| Work to complete |
All of the records below should be output exactly.

begin

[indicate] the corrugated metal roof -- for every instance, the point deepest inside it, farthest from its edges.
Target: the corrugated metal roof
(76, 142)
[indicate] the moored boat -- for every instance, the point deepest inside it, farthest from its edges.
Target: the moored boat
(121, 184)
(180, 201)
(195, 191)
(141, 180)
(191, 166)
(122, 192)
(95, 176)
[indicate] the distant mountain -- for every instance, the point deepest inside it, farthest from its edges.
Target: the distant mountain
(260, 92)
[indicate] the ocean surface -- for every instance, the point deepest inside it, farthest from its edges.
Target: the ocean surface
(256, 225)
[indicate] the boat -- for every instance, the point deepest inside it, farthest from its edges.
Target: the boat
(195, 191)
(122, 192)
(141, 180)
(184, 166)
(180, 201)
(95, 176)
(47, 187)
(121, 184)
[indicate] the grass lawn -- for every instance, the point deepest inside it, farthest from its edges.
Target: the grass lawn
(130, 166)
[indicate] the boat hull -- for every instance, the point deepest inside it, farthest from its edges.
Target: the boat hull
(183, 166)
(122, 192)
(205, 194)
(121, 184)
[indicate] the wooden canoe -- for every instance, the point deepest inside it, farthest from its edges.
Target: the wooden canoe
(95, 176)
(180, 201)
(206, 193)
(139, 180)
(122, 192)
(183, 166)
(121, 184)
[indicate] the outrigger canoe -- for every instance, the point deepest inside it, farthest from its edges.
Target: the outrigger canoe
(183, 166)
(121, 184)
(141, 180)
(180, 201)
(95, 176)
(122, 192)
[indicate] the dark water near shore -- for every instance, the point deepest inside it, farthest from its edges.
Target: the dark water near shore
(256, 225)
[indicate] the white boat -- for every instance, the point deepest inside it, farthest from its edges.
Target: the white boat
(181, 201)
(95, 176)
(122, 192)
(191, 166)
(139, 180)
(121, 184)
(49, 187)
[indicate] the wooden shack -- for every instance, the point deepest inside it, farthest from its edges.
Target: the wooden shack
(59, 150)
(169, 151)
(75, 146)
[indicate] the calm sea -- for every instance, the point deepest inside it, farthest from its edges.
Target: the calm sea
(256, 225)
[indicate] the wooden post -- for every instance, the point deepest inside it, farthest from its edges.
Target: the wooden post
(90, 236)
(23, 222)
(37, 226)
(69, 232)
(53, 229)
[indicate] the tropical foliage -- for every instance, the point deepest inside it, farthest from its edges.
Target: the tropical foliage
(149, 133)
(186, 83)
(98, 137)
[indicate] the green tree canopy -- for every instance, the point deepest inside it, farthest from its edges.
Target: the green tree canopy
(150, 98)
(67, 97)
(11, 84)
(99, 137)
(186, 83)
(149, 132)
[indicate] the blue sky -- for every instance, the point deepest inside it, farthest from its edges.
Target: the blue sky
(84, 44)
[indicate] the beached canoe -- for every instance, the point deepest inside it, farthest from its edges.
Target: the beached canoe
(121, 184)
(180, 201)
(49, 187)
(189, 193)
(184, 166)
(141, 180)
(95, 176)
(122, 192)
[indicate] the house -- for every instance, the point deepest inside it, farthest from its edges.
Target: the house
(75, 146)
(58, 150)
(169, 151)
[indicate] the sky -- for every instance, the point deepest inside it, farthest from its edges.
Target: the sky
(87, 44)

end

| Output |
[indicate] the corrugated metal roof -- for every instance, the point deepest inside it, farthest from its edges.
Target: the corrugated metal roof
(76, 142)
[indicate] the moored boat -- for every instance, the point deepest inside it, farthest from its edges.
Target: the moored boat
(121, 184)
(180, 201)
(195, 191)
(141, 180)
(191, 166)
(122, 192)
(95, 176)
[indicate] the distant mountain -- for every instance, the point deepest inside it, farthest from its edges.
Target: the distant mountain
(260, 92)
[indicate] the ocean surface -- for every instance, the point deepest inside it, farthest from its edges.
Target: the ocean surface
(256, 225)
[indicate] the boat -- for every instance, the point deepest inside it, farthest from its edges.
Target: the boat
(195, 191)
(122, 192)
(141, 180)
(184, 166)
(180, 201)
(95, 176)
(47, 187)
(121, 184)
[indicate] the grass lawn -- for every instance, the point deepest inside it, farthest from its edges.
Target: the grass lawn
(130, 166)
[indicate] the boat hull -- for every instance, the point deepest inside it, farthest from its edges.
Target: the boat hull
(183, 166)
(122, 192)
(205, 194)
(121, 184)
[indicate] the wooden canoe -- for every instance, the point deepest inside it, farthest from its edges.
Target: the wooden canoe
(95, 176)
(180, 201)
(206, 193)
(139, 180)
(122, 192)
(183, 166)
(121, 184)
[indicate] the outrigger canoe -- for every instance, the point deepest inside it, farthest from its edges.
Target: the outrigger canoe
(183, 166)
(121, 184)
(141, 180)
(180, 201)
(95, 176)
(122, 192)
[indicate] the dark water near shore -- for every instance, the point deepest inside it, farthest from its edges.
Target: the dark water near shore
(256, 225)
[indicate] the white boat -- for every instance, the point deepest inside it, farthest from its edges.
Target: the white boat
(181, 201)
(95, 176)
(122, 192)
(191, 166)
(139, 180)
(121, 184)
(49, 187)
[indicate] the wooden shack -- for every instance, the point deepest inside it, farthest from its edges.
Target: the wooden shack
(59, 150)
(169, 151)
(75, 146)
[indicate] the calm sea -- for every instance, the point deepest inside it, farthest from its edges.
Target: the calm sea
(256, 225)
[indicate] the wooden post -- for every instance, the point deepest inside it, farthest from its edges.
Target: the wooden post
(90, 236)
(23, 222)
(37, 226)
(69, 232)
(53, 229)
[indicate] the tropical foliage -- for every instance, the point deepest inside it, farthest from its edges.
Target: the tropical foliage
(149, 133)
(186, 83)
(98, 137)
[indicate] the green tree canopy -- for every instance, the point deepest inside it, farthest from its edges.
Target: the green tree canopy
(150, 98)
(67, 97)
(11, 84)
(99, 137)
(186, 83)
(149, 132)
[indicate] the blue sky -- for every instance, the point deepest inside it, farthest from its edges.
Target: the blue sky
(84, 44)
[indicate] the beached canoe -- for every instance, the point deepest inside it, farthest from its edges.
Target: the beached canoe
(121, 184)
(180, 201)
(49, 187)
(189, 193)
(184, 166)
(141, 180)
(95, 176)
(122, 192)
[indicate] the house -- for every instance, the point deepest inside it, farthest from its edges.
Target: the house
(75, 146)
(58, 150)
(169, 151)
[indicate] the sky -- for every instance, the point deepest inside it, farthest from its edges.
Target: the sky
(87, 44)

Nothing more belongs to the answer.